### Challenge
Convert the material, from the line containing "In the picture above, where can the kitchen counter" through the end of the material, into a two-column CSV with the header text,answer. Put each line of wording in the text column and the coordinate lines beneath it in the answer column, with each field in double quotes and line breaks replaced by spaces.

>> BEGIN Record list

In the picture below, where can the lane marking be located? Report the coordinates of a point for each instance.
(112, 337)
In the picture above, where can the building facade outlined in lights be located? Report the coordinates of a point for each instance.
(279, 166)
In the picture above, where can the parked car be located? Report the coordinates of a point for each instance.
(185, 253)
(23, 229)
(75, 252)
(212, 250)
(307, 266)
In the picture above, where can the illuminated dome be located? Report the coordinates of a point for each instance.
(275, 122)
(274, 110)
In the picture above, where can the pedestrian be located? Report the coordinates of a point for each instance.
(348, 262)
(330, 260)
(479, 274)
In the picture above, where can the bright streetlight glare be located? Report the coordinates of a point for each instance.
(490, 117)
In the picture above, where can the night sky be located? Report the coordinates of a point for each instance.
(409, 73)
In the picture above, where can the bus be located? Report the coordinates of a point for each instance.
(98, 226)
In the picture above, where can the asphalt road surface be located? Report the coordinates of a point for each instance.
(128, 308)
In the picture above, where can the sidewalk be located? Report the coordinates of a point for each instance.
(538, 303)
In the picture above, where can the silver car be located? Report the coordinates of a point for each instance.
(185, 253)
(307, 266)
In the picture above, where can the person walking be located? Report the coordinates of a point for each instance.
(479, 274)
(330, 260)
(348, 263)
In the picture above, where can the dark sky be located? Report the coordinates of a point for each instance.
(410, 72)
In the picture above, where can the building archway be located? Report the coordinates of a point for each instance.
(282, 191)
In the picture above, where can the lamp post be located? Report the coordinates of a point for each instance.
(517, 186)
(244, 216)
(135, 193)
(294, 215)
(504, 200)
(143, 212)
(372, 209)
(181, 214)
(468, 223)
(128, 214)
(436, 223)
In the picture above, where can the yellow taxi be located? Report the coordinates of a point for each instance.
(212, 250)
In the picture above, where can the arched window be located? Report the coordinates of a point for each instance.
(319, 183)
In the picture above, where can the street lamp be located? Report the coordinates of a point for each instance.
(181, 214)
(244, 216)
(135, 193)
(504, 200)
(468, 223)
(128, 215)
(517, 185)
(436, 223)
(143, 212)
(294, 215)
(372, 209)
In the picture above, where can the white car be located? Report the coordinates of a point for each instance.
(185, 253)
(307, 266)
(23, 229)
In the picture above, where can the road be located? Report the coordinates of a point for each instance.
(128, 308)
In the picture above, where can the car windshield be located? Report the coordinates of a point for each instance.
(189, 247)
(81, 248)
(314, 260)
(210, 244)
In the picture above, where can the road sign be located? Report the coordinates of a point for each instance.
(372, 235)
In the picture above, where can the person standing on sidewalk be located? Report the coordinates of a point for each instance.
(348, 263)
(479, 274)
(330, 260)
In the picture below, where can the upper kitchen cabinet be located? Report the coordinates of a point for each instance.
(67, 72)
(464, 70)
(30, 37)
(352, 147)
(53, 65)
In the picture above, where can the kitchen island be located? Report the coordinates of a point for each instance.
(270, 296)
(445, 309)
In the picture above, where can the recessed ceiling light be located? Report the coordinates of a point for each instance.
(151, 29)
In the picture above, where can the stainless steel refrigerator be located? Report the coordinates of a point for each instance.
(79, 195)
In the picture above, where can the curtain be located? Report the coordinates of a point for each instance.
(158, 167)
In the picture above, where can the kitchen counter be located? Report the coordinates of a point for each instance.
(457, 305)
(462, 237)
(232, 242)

>> END Record list

### Completed exercise
text,answer
"In the picture above, where can the kitchen counter be located? Report the coordinates of a point for each instance.","(457, 305) (462, 237) (232, 242)"